== RECORDS SHOWN

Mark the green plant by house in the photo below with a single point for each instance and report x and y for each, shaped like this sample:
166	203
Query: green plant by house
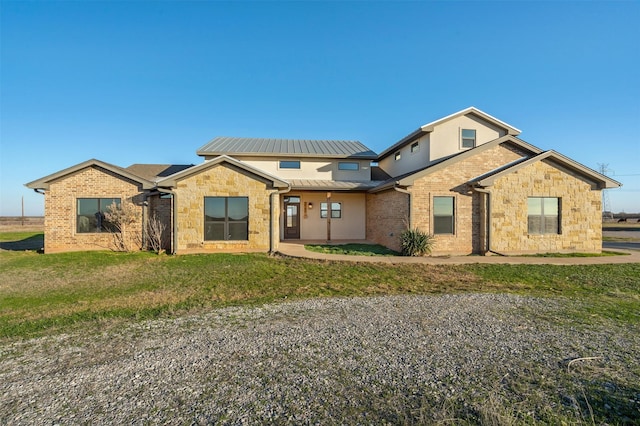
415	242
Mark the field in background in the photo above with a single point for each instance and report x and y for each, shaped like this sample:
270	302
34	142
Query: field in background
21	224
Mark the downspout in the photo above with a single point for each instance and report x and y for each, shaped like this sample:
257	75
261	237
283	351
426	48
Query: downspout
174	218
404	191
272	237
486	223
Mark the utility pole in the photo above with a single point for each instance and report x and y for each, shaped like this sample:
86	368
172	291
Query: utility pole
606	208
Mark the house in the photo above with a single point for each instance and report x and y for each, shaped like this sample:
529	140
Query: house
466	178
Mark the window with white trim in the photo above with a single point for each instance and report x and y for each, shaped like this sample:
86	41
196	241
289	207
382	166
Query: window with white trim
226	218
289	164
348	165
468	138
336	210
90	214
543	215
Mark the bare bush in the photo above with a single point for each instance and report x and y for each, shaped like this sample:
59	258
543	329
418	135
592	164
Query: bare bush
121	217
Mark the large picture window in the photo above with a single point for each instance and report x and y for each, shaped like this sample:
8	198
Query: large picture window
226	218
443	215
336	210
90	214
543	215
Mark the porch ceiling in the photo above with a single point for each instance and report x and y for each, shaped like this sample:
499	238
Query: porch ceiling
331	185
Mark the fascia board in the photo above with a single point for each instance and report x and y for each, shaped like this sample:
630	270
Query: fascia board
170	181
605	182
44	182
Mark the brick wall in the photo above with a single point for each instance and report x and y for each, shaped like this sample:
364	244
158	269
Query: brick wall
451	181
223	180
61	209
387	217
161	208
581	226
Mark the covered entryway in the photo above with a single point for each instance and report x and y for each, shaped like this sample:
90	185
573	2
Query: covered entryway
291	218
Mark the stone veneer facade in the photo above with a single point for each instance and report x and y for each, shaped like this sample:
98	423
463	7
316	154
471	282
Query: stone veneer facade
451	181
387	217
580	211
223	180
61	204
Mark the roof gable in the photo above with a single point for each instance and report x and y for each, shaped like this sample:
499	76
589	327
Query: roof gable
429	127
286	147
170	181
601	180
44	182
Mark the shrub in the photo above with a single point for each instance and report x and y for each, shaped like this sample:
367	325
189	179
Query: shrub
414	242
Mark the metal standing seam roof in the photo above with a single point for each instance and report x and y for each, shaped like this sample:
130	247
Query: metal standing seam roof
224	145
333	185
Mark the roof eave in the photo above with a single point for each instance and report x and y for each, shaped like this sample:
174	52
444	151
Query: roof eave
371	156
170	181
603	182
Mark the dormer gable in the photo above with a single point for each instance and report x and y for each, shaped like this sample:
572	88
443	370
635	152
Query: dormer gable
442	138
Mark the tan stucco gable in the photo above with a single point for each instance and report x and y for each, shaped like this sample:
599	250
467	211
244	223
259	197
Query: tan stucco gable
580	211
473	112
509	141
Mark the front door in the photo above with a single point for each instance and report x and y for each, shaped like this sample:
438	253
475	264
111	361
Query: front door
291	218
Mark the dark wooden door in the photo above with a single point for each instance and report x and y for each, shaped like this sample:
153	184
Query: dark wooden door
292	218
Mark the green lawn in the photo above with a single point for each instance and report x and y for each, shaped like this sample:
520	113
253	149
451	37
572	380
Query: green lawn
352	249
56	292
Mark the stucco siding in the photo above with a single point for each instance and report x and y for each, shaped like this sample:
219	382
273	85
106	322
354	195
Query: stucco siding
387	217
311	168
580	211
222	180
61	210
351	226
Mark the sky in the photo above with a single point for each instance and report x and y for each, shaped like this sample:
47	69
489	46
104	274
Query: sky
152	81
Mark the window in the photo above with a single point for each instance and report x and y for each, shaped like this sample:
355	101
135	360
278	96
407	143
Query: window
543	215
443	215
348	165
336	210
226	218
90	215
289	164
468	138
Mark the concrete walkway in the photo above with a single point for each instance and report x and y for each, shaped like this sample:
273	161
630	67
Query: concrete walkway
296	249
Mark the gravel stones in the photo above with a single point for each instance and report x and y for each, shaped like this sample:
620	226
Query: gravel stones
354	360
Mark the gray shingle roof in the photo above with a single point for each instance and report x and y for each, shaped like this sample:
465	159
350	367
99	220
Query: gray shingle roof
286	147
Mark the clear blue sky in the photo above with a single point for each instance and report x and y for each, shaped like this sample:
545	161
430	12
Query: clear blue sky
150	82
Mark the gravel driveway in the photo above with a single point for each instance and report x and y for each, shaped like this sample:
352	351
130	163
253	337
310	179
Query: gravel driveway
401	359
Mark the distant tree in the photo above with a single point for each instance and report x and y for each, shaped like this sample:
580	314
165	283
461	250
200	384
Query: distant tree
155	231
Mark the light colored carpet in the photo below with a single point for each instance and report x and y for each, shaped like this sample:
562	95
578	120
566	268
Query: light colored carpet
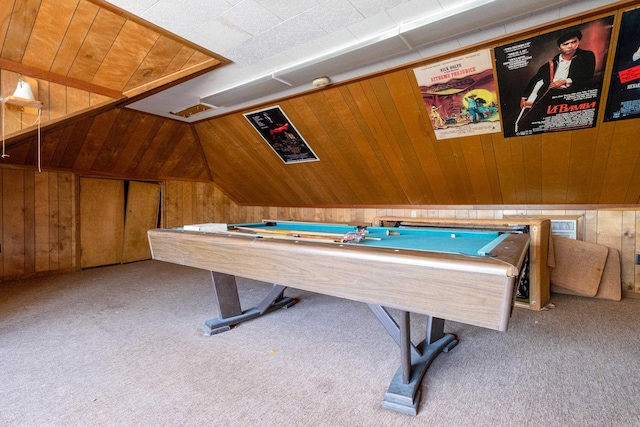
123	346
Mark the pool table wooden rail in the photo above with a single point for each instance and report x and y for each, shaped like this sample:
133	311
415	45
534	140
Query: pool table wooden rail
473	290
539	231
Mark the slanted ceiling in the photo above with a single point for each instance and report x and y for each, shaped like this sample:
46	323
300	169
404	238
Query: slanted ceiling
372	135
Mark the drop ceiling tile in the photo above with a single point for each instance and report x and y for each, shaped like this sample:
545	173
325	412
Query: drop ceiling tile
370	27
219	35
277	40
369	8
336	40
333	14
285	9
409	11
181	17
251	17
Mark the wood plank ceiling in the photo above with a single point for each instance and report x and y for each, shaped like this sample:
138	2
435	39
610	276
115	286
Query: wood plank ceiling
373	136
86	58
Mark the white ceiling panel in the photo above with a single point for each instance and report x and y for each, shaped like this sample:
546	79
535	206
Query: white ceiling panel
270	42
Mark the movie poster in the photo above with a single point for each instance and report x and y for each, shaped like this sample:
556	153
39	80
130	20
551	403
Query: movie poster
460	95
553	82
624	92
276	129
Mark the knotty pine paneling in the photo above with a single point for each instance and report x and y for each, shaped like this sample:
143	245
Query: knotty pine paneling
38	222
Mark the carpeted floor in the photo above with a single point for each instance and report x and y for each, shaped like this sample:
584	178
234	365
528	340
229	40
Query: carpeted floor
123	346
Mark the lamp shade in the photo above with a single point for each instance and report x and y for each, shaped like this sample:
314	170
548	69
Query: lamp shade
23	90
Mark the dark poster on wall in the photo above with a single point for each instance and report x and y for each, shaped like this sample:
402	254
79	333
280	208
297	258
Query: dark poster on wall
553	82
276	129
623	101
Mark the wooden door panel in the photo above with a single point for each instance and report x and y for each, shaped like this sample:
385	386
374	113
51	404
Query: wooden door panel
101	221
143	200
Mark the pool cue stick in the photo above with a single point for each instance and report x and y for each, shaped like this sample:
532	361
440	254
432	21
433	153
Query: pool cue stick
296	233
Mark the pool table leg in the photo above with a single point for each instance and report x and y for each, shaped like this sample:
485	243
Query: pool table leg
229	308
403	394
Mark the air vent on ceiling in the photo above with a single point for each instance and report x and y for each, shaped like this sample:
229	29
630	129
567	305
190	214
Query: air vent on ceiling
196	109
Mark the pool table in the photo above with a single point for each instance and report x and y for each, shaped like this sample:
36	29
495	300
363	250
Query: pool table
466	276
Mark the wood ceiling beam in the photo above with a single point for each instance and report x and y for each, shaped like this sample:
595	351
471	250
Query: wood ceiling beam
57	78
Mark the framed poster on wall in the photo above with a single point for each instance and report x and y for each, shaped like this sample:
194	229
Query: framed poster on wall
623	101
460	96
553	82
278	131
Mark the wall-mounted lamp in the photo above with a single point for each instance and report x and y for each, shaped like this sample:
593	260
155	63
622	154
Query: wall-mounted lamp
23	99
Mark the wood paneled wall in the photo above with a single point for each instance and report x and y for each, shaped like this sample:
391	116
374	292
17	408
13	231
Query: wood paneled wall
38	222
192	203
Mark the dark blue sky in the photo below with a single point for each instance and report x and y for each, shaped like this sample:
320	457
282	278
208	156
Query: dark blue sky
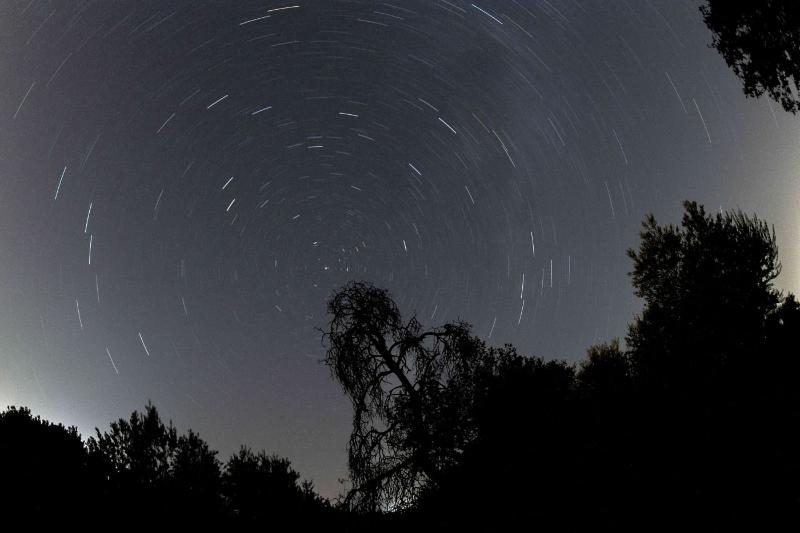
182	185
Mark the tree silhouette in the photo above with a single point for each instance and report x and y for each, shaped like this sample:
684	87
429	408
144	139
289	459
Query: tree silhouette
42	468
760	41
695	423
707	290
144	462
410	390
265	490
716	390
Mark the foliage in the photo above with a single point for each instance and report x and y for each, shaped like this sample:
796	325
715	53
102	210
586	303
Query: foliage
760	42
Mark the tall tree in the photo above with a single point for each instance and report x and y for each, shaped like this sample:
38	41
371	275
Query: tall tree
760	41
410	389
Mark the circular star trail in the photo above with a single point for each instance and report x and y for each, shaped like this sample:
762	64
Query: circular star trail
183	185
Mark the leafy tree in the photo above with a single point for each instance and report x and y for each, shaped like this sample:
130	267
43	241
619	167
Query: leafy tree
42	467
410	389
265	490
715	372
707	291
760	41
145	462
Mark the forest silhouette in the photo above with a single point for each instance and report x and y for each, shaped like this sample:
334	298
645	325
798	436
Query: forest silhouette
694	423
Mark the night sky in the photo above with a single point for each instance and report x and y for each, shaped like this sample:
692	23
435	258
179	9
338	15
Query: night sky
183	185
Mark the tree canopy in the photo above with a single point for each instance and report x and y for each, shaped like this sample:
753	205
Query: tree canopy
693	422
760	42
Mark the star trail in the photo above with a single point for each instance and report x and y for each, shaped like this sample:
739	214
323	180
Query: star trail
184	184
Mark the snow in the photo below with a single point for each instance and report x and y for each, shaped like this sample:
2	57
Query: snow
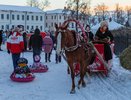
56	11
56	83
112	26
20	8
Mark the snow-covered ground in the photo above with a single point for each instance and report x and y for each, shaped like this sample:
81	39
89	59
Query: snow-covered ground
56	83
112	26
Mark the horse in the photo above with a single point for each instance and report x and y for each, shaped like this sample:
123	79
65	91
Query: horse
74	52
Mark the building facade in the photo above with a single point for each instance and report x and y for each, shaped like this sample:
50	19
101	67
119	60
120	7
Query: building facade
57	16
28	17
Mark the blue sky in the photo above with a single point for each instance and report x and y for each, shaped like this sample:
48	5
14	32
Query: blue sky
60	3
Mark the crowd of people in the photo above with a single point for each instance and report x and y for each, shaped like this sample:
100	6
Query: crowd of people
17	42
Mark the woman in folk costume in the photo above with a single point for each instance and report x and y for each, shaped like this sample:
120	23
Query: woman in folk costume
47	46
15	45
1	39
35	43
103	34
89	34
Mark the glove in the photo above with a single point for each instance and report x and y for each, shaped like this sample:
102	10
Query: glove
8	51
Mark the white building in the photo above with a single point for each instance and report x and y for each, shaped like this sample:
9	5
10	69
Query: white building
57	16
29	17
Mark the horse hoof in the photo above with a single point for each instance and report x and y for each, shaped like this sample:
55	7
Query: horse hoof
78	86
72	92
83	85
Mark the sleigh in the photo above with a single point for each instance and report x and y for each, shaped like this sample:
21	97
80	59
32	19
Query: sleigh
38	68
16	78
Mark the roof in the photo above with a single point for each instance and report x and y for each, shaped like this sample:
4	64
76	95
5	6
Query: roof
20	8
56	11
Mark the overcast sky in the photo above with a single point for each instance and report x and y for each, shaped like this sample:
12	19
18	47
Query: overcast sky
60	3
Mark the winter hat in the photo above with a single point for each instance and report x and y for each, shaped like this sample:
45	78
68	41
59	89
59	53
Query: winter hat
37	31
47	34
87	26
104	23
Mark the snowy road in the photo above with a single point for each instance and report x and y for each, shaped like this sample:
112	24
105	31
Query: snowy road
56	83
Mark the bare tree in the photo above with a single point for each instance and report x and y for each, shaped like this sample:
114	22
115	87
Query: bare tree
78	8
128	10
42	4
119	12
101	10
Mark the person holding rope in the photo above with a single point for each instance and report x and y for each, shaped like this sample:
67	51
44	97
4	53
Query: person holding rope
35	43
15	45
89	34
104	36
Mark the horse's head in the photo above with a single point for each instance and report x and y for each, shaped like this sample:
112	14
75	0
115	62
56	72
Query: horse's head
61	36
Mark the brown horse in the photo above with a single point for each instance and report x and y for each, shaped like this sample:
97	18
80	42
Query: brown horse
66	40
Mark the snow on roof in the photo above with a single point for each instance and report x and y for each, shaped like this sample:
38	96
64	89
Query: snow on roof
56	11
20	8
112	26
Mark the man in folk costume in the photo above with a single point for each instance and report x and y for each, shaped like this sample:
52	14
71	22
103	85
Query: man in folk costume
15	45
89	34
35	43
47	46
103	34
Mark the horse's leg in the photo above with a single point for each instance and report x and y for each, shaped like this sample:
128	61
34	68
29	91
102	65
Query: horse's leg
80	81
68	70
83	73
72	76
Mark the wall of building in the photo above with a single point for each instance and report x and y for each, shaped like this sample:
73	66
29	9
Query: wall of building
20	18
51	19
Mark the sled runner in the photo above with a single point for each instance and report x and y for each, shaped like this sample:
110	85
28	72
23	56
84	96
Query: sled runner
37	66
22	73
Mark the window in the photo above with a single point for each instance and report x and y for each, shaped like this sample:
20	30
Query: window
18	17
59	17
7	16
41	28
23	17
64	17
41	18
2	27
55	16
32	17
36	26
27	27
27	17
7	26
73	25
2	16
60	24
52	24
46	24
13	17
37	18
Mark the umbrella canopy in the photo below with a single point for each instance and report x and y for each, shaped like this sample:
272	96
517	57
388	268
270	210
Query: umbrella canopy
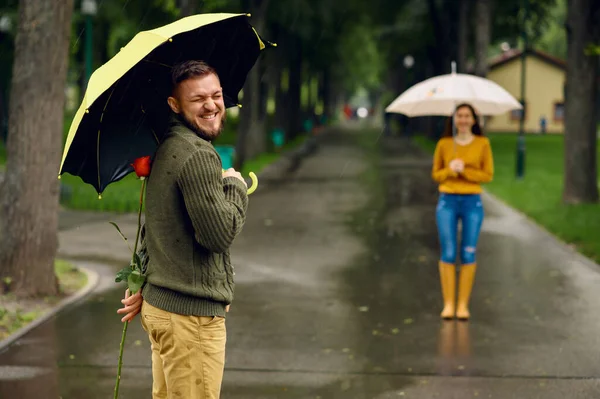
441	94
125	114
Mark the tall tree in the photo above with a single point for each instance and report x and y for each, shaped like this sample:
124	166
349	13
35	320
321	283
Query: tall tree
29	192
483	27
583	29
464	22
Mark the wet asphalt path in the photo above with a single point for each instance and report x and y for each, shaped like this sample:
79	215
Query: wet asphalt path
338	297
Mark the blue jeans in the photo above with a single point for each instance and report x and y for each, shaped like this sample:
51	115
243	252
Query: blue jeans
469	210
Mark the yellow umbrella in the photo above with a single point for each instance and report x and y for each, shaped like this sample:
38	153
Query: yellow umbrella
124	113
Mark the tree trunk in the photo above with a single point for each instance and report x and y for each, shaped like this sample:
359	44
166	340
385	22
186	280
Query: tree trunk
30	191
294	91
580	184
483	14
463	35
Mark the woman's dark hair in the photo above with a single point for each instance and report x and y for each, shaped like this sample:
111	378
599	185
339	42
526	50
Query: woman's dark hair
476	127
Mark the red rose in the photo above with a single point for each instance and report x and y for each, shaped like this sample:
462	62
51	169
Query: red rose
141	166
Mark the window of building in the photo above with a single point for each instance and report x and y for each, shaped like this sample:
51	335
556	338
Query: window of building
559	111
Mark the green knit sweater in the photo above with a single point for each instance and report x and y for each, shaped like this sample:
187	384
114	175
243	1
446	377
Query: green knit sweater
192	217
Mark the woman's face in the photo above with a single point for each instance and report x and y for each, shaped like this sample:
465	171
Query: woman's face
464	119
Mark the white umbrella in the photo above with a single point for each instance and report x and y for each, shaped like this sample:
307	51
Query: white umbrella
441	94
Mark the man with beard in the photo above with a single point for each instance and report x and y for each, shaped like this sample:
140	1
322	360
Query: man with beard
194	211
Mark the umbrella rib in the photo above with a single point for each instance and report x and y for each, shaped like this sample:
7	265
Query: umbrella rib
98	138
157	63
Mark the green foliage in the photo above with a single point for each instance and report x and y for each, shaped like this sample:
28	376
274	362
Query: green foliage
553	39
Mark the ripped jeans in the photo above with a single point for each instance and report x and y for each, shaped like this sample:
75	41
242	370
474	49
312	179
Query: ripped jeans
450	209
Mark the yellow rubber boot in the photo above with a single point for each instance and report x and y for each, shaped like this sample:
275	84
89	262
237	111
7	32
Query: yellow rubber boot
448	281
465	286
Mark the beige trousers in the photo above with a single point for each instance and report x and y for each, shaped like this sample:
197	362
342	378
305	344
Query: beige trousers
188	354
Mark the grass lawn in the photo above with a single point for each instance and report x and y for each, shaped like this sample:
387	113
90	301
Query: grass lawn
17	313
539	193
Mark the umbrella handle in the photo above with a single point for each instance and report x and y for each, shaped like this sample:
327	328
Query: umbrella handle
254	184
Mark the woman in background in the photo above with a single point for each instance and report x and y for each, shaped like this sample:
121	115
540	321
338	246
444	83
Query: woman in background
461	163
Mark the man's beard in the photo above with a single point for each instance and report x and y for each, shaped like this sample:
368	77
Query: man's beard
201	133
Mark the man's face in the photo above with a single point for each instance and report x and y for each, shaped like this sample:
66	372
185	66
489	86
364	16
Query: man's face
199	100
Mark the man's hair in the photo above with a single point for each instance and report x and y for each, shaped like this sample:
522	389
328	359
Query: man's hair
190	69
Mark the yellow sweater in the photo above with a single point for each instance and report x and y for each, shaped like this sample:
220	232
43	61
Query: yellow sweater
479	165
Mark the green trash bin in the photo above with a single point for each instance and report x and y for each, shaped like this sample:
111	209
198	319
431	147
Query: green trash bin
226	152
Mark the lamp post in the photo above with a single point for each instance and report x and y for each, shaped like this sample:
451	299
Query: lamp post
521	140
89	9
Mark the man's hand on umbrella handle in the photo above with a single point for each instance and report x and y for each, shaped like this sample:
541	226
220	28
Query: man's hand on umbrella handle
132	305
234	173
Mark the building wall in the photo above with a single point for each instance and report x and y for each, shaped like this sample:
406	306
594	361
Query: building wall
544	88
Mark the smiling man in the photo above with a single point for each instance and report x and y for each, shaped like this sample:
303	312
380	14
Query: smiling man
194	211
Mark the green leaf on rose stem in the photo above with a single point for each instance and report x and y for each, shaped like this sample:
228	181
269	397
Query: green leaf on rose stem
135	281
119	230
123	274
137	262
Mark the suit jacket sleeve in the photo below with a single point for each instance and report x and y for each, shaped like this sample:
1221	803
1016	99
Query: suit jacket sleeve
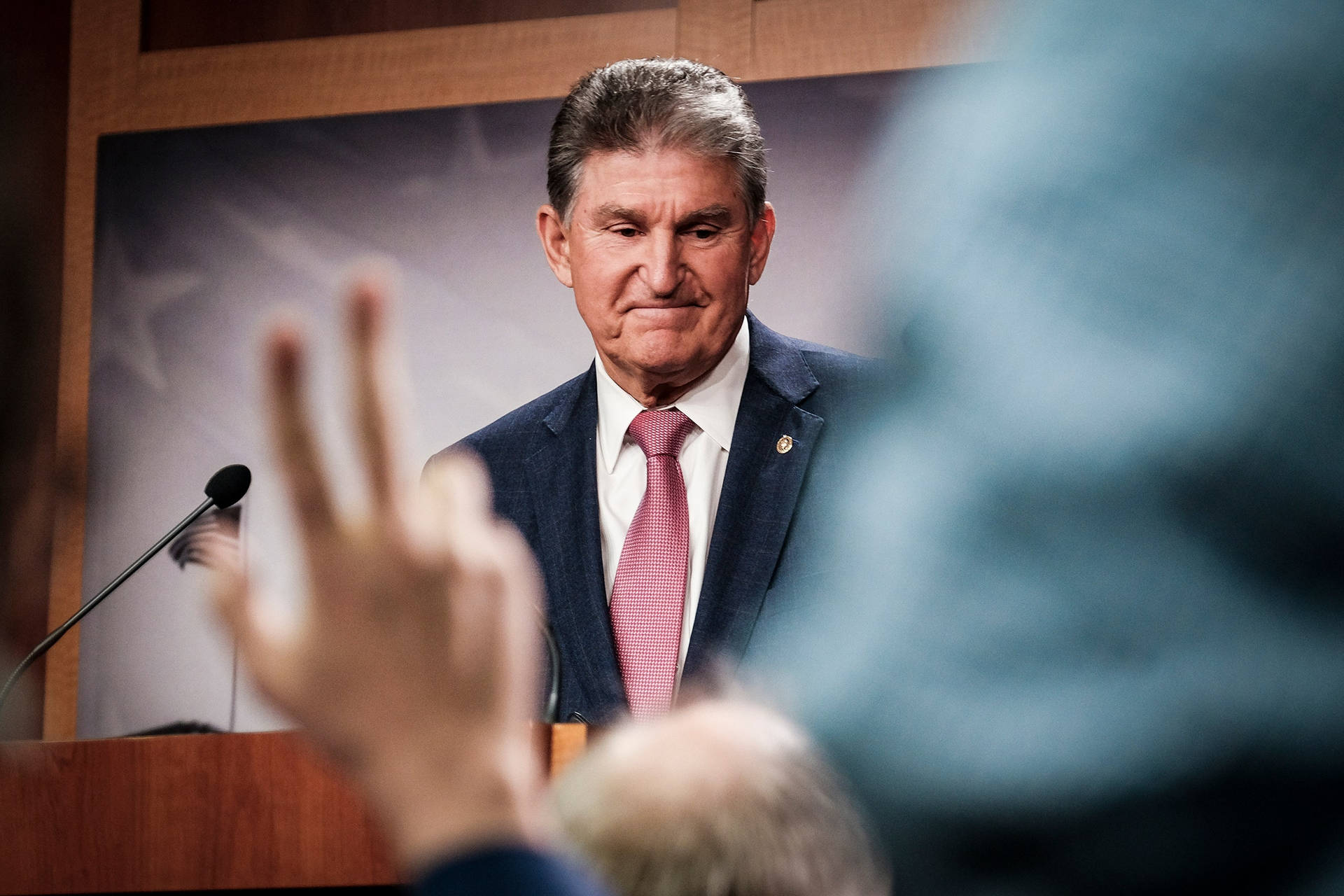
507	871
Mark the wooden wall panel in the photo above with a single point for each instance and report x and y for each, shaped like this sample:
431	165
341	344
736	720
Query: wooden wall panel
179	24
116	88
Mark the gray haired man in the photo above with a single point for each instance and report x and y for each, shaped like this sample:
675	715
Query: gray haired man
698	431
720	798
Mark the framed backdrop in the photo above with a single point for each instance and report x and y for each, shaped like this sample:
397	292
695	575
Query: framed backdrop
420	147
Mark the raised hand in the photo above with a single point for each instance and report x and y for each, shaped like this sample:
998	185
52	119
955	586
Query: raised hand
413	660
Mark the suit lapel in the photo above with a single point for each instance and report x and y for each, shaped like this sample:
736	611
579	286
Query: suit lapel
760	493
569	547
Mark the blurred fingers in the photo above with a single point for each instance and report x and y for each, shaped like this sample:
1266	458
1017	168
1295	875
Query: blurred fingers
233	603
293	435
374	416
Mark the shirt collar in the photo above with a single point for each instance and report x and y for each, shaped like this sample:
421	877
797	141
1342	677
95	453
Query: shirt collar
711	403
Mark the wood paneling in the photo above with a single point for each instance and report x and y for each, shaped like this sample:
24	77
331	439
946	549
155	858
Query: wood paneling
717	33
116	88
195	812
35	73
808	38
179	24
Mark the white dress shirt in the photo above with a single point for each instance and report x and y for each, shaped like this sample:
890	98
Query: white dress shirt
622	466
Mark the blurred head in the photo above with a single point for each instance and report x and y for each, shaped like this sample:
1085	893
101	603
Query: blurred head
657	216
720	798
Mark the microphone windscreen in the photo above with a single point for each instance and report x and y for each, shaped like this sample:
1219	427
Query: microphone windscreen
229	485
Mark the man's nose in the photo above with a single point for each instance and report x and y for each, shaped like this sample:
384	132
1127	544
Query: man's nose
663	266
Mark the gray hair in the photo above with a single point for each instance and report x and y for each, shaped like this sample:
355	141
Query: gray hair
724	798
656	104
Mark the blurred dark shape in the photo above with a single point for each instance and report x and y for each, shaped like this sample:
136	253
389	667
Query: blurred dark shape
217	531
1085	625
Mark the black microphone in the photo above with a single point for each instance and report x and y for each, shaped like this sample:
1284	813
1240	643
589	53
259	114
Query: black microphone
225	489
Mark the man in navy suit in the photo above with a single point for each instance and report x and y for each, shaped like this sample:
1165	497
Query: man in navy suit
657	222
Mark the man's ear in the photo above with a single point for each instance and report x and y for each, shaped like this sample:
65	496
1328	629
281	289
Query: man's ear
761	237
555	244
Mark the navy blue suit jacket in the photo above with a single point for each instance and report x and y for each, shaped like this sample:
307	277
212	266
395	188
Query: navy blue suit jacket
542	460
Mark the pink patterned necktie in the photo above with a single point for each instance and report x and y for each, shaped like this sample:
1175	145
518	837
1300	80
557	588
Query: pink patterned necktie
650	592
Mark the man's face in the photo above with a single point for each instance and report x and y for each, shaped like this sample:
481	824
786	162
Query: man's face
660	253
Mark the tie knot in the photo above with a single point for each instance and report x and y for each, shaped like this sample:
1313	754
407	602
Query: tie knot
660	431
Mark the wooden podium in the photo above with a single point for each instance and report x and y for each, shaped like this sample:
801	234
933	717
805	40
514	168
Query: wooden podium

====

Every line from the one containing "Mark the black" through the last line must be copied exactly; leave out the rest.

EXERCISE RESULT ::
Mark the black microphone in the photo above with a single point for each instance and report x and y for each, shaped like this sample:
1284	813
1240	643
589	53
259	114
Query: black microphone
225	489
Mark the man in navy suit in the photo above with a single point for each instance and report x and y for each, shaped like this sample:
1165	497
Query: man in navy suit
657	222
Mark the man's ear in the photo above with a single point for each instance and report x and y for each, shaped like this sample:
65	496
1328	629
281	289
Query: man's ear
761	237
555	244
Mark the navy blue suit jacket in the photo above with a single point for each instance and report x and y for each, shaped like this sample:
307	277
212	266
395	188
Query: navy blue suit jacket
542	460
Mark the pink patterned necktie in the photo above with a single point for each instance and report x and y for each, shaped like this sample:
1175	145
518	837
1300	80
557	588
Query: pink patterned necktie
650	592
Mark the man's face in the photo above with a single point for each instance and report x and y for each, shaped like this sample:
481	824
786	162
Query: man's face
660	253
Mark the tie knot in the photo above with a single point for each instance and report x and y for each, shaped like this sample:
1313	754
407	602
Query: tie knot
660	431
Mark the wooden podium in the photo above with a single point for each instance and report x and y for each, shaped like this sample:
801	234
933	717
805	40
514	168
Query: wooden podium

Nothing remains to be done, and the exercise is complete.